TESTO DI PARTENZA:
Vegliare che significa allo stesso tempo essere certamente all’ erta, ma anche attendere. Un attendere qualcuno, perché il grido del profeta Isaia non è rimasto inascoltato, Dio lo ha accolto è ha mandato il suo Figlio, che venuto storicamente oltre 2000 anni fa continua a venire quotidianamente nella nostra storia e occorre sapere cogliere i segni della sua presenza. Tornerà il Figlio alla fine del tempo e della storia e a Lui dovremo rendere conto di quel “potere e di quei compiti che il Signore ci ha affidato ordinando di vigilare” come dice il Vangelo.
Non dobbiamo dimenticare che, venendo fra noi, Dio ha superato quelle distanze che l’uomo, anche se va su Marte non riesce a superare e che in questo modo si coinvolge totalmente con la famiglia umana.
Vegliare significa inoltre vivere un’attesa, vivendo quegli atteggiamenti che il Signore stesso ci ha insegnato: amore che diventa servizio, impegno, determinazione. Tutto questo non a buon mercato, ma attraverso lotte, fatiche, rinunce, dicendo no a disimpegno e indifferenza.
• Prendere coscienza della propria insufficienza. Oggi come oggi
l’insufficienza e l’impotenza dell’ uomo nel contesto attuale che stiamo vivendo in cui la divinità scienza arranca e si mostra quanto mai assai fragile e imprecisa mette a nudo tutta la nostra piccolezza, la nostra fragilità non solo da un punto di vista fisico e psicologico, ma anche spirituale. Limitati nelle nostre libertà individuali, ma anche quelle spirituali e religiose, messa della natività compresa con tutta la polemica che ne consegue. Avvertiamo tutti che ci manca qualcosa, qualcuno la chiama libertà, ma io lo chiamo Dio, perché senza Dio non c’è speranza e la vita è una vita a tempo senza una prospettiva di eternità a cui tutti aspiriamo e che avvertiamo solo quando ci incontriamo con la Morte.

VOCI DEL DATASET:
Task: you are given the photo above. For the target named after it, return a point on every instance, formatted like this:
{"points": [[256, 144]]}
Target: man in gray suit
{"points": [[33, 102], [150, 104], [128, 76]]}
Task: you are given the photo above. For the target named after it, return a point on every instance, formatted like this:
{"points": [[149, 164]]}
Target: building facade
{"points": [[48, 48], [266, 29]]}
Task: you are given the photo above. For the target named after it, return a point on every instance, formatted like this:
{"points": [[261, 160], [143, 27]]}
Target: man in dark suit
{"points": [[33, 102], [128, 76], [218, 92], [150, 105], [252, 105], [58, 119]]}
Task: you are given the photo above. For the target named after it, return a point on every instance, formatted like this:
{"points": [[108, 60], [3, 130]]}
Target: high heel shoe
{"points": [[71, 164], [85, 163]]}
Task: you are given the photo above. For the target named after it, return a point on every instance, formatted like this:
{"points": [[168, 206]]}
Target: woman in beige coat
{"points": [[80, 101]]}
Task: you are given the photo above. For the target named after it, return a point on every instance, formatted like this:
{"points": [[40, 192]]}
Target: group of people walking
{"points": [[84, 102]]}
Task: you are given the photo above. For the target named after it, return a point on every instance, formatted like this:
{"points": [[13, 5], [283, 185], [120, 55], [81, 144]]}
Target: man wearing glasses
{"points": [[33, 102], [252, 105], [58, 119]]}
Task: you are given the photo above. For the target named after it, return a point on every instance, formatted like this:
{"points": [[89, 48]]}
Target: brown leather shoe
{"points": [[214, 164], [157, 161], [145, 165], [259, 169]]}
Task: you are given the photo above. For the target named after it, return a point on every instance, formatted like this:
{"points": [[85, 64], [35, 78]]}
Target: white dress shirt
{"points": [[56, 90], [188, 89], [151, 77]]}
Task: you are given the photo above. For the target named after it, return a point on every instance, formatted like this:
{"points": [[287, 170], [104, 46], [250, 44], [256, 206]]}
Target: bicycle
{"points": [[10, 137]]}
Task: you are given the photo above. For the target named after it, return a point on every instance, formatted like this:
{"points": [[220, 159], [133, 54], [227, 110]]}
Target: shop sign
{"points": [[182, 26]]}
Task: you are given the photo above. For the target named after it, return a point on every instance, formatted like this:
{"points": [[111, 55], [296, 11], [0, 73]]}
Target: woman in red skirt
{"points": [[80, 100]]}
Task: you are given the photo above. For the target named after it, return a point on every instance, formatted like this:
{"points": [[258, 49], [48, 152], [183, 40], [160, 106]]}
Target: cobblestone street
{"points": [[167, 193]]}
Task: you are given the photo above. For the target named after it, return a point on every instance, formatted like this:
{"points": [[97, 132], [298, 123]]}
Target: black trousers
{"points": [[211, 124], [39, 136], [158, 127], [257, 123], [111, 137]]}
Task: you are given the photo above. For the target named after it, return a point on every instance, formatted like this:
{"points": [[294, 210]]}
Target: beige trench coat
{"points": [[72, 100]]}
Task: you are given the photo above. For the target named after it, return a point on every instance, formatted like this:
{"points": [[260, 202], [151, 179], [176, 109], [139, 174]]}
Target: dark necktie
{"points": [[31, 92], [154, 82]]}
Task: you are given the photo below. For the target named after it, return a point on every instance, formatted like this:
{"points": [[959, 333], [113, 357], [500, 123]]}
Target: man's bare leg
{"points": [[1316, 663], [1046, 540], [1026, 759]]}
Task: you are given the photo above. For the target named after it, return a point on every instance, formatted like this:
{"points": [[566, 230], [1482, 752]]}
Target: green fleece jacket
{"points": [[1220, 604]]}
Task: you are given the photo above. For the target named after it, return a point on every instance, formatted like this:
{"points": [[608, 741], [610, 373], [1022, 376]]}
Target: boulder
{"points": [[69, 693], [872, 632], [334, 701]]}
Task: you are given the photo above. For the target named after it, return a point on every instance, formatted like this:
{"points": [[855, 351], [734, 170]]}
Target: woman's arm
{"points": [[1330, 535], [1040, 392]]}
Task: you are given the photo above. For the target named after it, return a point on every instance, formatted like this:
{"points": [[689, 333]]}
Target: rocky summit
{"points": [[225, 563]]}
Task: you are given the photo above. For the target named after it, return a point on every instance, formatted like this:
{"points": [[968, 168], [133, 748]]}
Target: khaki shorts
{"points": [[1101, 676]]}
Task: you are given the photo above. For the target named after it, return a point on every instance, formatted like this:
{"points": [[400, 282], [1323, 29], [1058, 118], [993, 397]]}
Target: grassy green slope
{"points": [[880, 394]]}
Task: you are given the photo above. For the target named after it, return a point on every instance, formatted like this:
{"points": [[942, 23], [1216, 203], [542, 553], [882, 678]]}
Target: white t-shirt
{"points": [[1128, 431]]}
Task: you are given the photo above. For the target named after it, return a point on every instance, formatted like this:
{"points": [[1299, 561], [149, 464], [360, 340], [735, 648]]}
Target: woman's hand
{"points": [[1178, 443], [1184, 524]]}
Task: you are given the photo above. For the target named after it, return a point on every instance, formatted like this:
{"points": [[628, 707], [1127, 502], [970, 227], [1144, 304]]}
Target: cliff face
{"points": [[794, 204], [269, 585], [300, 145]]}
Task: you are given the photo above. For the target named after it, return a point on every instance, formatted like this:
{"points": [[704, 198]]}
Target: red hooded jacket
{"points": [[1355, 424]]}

COSA FARE:
(1) Elenca tutto ciò attraverso cui, secondo il testo di partenza, si vive l'attesa, e non "a buon mercato".
(2) Restituisci ogni riga delle voci che contiene la stringa "suit", distinguendo tra maiuscole e minuscole.

RISULTATI:
(1) lotte, fatiche, rinunce

(2)
Target: man in gray suit
Target: man in dark suit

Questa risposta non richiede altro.